▶ **SUPPLIED TEXT**:
Last week, Eric Blevins came down from a nine day tree-sit on Coal River Mountain. He then spent a couple of days in jail. While in jail, he wrote this letter to the Register-Herald in Beckley, WV and then dictated it over the phone to a support person at Climate Ground Zero.
This week, we commemorated the 50 year anniversary of the Greensboro sit-ins that were an integral part of the civil disobedience phase of the civil rights movement. Many of the students that participated in those sit-ins were trained at the Highlander School in Tennessee near Coal River Mountain tree-sitter Eric Blevin’s home.
As we ponder our next steps in the climate action and climate justice movements, we need to remember that this sort of large scale change requires sacrifice. With sacrifice, we need support. The civil rights activists risked their lives fighting segregation in the south. Many spent long periods of time in jail. During the Greensboro sit-ins, violence and harassment of protesters often escalated.
So far, the coal industry and their political allies, inside and out of Appalachia, are fighting the anti-mountaintop removal legally (both criminal and civil), often resulting in jail time and fines. There have also been threats and acts of violence directed at community members, organizers and activists in the coalfields. Eric and his fellow tree-sitters sat in 60 ft. trees for over a week while coal company employees harassed and abused them with constant noise, bright lights, tree shaking and threats of spraying them down with fire hoses. At the end of their tree-sit, Massey Energy has sued them for $75,000 and filed for a temporary restraining order in federal court.
To me, there are a number of obvious parallels to the Greensboro sit-ins and the Coal River tree-sits. Like our predecessors in the civil rights movement, the anti-mountaintop removal movement has drawn a line in the sand to end the “pervasive and irreversible impacts” of mountaintop removal and can’t give up.
Here’s Eric’s letter from a jail in southern West Virginia:
This is in response to the article in Saturday’s paper about Amber and I coming down from our tree sit and the letter about paid, outsider environmentalists who support the EPA, which I read while sitting in the Southern Regional Jail.
I am not an outsider. I am an Appalachian. Virginia-based Massey Energy is an outsider. The people who live in the mountains and work on the mine sites work harder, longer hours and make less money than those who work at Massey’s headquarters in Richmond. All the people here should control how the land around them is used and they should profit the most from it, not people in an office far away who aren’t as impacted by the decisions they make that destroy our mountains.

▶ **DATASET EXTRACT**:
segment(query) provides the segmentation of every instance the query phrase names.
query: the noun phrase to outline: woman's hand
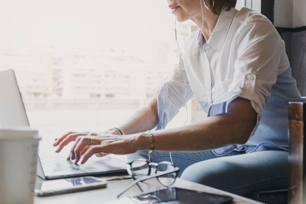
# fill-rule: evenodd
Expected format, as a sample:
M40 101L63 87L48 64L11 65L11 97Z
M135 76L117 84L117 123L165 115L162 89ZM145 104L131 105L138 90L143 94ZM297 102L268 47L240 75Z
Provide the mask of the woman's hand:
M83 156L81 163L84 164L94 154L109 154L126 155L138 150L135 145L137 135L125 136L99 135L78 136L70 151L72 159L77 163Z
M107 135L118 135L118 133L116 131L111 130L107 130L102 133L96 133L92 131L85 131L82 133L77 133L75 132L69 132L61 137L55 138L55 142L53 143L53 146L56 147L58 146L57 149L55 152L59 153L62 151L63 148L70 142L75 141L78 137L81 136L96 136L98 135L102 134Z

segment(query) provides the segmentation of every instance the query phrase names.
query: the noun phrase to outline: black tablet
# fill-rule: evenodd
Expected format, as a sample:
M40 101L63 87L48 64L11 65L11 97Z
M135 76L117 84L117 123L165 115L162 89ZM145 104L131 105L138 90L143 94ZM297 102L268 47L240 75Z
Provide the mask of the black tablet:
M233 198L230 196L176 187L142 194L131 199L139 204L225 204L233 202Z

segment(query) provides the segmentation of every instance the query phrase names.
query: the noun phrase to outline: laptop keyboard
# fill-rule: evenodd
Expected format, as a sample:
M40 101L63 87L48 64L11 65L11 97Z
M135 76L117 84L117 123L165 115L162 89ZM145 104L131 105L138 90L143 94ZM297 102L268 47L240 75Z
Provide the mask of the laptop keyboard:
M86 164L75 164L73 161L67 160L66 158L58 155L44 155L40 154L39 158L42 166L48 166L54 172L66 171L84 171L95 169Z

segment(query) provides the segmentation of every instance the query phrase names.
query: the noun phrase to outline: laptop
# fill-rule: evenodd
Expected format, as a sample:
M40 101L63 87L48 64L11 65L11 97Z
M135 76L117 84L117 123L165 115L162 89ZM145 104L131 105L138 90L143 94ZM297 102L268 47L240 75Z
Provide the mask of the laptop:
M0 127L29 126L14 70L0 71ZM74 164L66 159L69 147L58 154L54 148L52 143L40 144L37 174L43 179L126 173L126 162L123 160L93 156L84 164Z

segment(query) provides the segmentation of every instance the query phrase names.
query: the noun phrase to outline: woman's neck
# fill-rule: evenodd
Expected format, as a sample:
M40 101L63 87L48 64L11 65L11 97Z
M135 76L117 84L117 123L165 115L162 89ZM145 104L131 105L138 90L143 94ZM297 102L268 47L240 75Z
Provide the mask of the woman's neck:
M208 41L209 37L216 26L217 22L219 18L219 15L214 14L212 12L208 10L205 8L203 8L203 10L204 9L206 10L203 11L203 16L204 17L203 27L202 27L202 13L200 10L199 15L198 15L197 16L195 16L192 20L200 28L200 29L201 29L201 32L204 37L203 39L204 41L203 43L205 43Z

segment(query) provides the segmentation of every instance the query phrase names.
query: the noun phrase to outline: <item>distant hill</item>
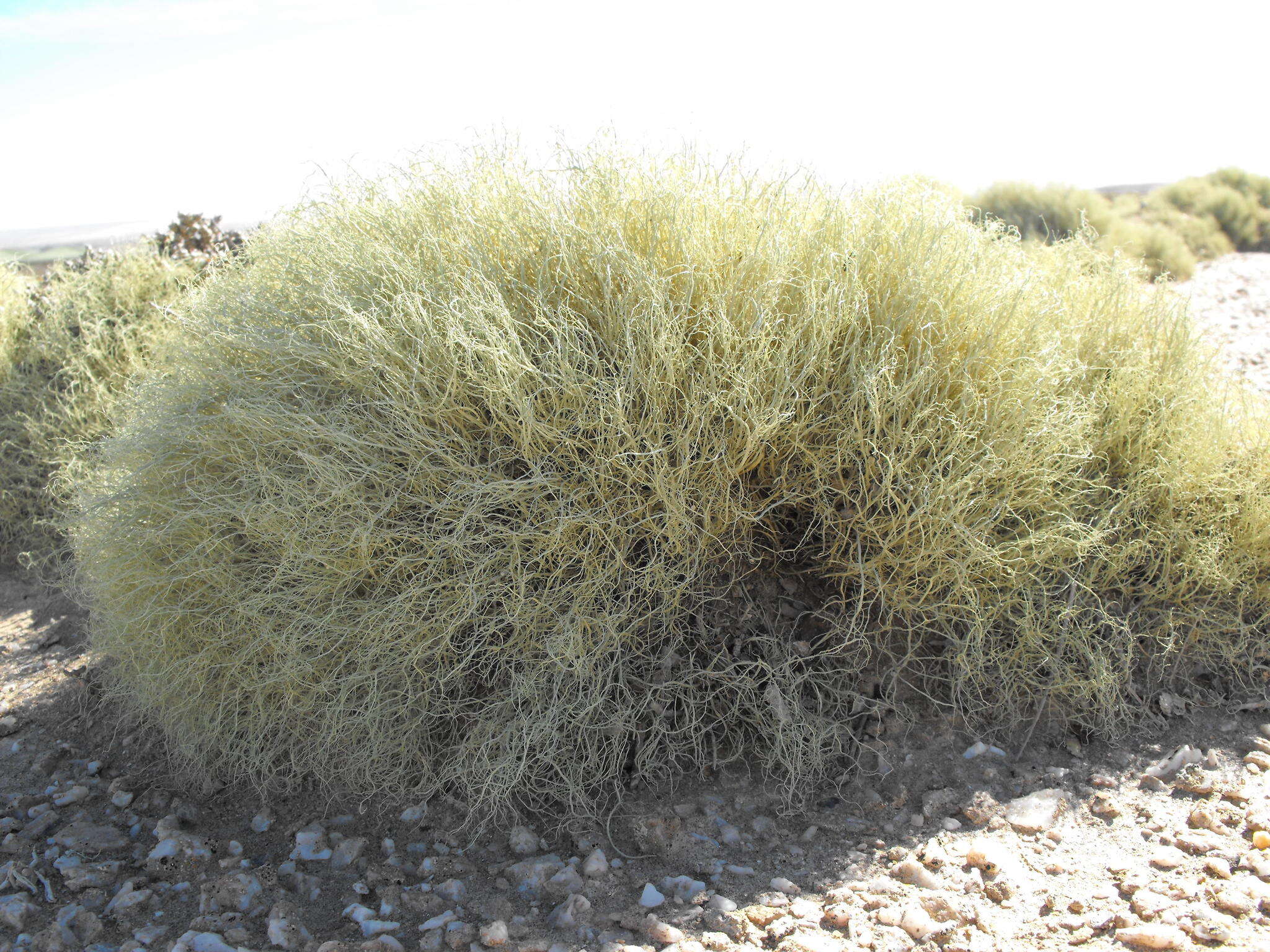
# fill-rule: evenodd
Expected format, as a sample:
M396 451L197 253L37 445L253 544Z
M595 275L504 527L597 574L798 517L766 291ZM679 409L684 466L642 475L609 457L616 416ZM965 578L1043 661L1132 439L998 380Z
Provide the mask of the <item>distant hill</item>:
M64 225L50 228L0 228L0 261L20 261L37 270L89 248L128 245L168 227L168 221L114 221L97 225ZM246 231L259 221L224 222L224 227Z
M1104 195L1144 195L1148 192L1154 192L1165 184L1167 183L1152 182L1144 185L1101 185L1093 190L1101 192Z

▶ **EXERCISES**:
1. Do these statements agree with the Coal River tree-sit text? For each, answer yes or no and quote the words of the text that decide it.
(a) Eric Blevins's tree-sit lasted nine days.
(b) Massey Energy is based in West Virginia.
(c) Massey Energy sued the tree-sitters for $75,000.
2. In the Coal River tree-sit text, where were many of the students in the Greensboro sit-ins trained?
3. Pick up the Coal River tree-sit text after its last sentence and carry on with Eric's letter.

▶ **ANSWERS TO THE EXERCISES**:
1.
(a) Yes: "Eric Blevins came down from a nine day tree-sit on Coal River Mountain."
(b) No: "Virginia-based Massey Energy is an outsider."
(c) Yes: "Massey Energy has sued them for $75,000"

2. At the Highlander School in Tennessee.

3.
I and most activists I know are not paid. We are volunteers. Groups like Mountain Justice and Climate Ground Zero help raise funds for legal fees and action supplies, but don’t pay people. Their money is donated by people who support the abolishment of mountaintop removal. They have budgets of just a few thousand dollars each. Massey has billions of dollars. They recently laid off workers and raised CEO Don Blankenship’s salary.
I and most activists I know do not support the EPA. They are not doing enough to stop the destruction of our mountains. While they review permits, the explosions are still going off in our home every day.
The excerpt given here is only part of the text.